• [Task item]: Could you continue the report on the Walmart pharmacist who uncovered a prescription fraud scheme, starting right after its last sentence?

• [Text]:

----------------

Even though pharmacists are under increased scrutiny for filling prescriptions that may interact with each other and for preventing opioid abuse, many are catching problems before they arise. For example, a Walmart pharmacist recently uncovered a prescription fraud scheme.
The pharmacist at a Walmart store in Fort Gratiot, MI, noticed that a patient tried to fill an identical script for 800 mg of ibuprofen and a cough syrup containing codeine two days in a row from the same doctor. The pharmacist contacted the doctor, who said the scripts were fraudulent, according to The Times Herald.
The pharmacist immediately called the local sheriff’s department. They arrested a 23-year-old Lexington, KY, man at the pharmacy counter, along with a 23-year-old woman and a 36-year-old man in the store’s parking lot. In the suspects’ vehicle, sheriff deputies found a laptop, printer, and faked scripts, along with ibuprofen, promethazine/codeine syrup, and alprazolam and Percocet pills.
The three were charged with prescription fraud. Detectives said they may have gotten away with the same type of scheme elsewhere in Michigan.

----------------

• [Data extracts]:
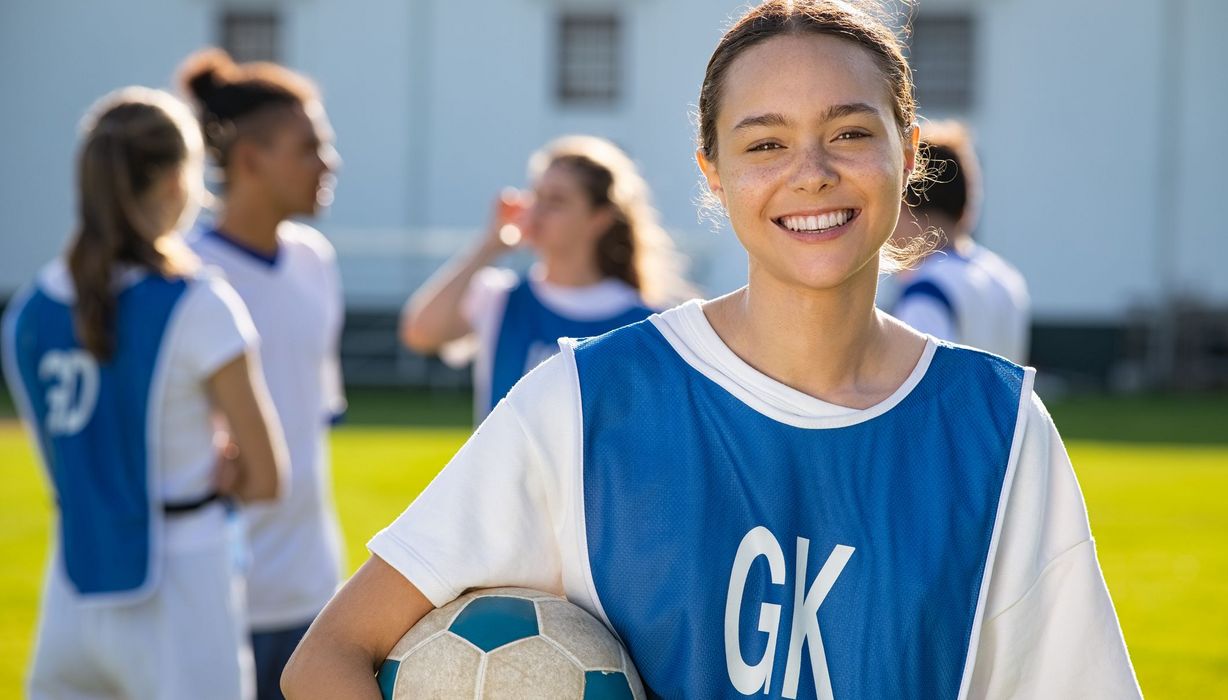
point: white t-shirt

----------------

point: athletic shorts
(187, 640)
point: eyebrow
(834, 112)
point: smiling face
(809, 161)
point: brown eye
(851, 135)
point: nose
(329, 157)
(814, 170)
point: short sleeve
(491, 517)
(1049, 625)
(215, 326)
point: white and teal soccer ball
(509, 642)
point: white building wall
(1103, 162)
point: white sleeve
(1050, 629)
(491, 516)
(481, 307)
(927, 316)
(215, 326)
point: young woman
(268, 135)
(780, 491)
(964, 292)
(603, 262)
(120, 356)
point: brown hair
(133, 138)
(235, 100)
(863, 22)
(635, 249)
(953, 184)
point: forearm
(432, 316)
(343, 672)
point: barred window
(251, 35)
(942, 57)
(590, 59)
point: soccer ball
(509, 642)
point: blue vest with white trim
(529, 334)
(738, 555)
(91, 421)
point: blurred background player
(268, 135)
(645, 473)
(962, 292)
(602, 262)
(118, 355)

----------------

• [Answer to this task]:
Last year, a pharmacy tech at an Albertsons SavOn Pharmacy in Eugene, OR, uncovered a prescription fraud ring. A customer tried to fill a script for 150 30-mg oxycodone pills purported to be written by a doctor in North Hollywood, CA.
However, when the tech told the man he needed to provide a local address, he seemed unsure of his own address. The tech told the customer to return in 30 minutes, and then looked up the doctor’s information in the prescription database. The doctor’s phone number and address were different on the script than in the database, and the doctor’s office informed her the script was fraudulent, according to The Register-Guard.
The tech called the police, who arrested the man and three others on prescription drug fraud charges. The four had filled fraudulent scripts at other Eugene pharmacies.
In January, a pharmacist at a pharmacy in Sioux Falls, SD, called police after a woman posing as a nurse tried to fill the same opioid script for the second day in a row. The 24-year-old woman was arrested as she waited in the drive-through to pick up the pills, according to KSFY ABC.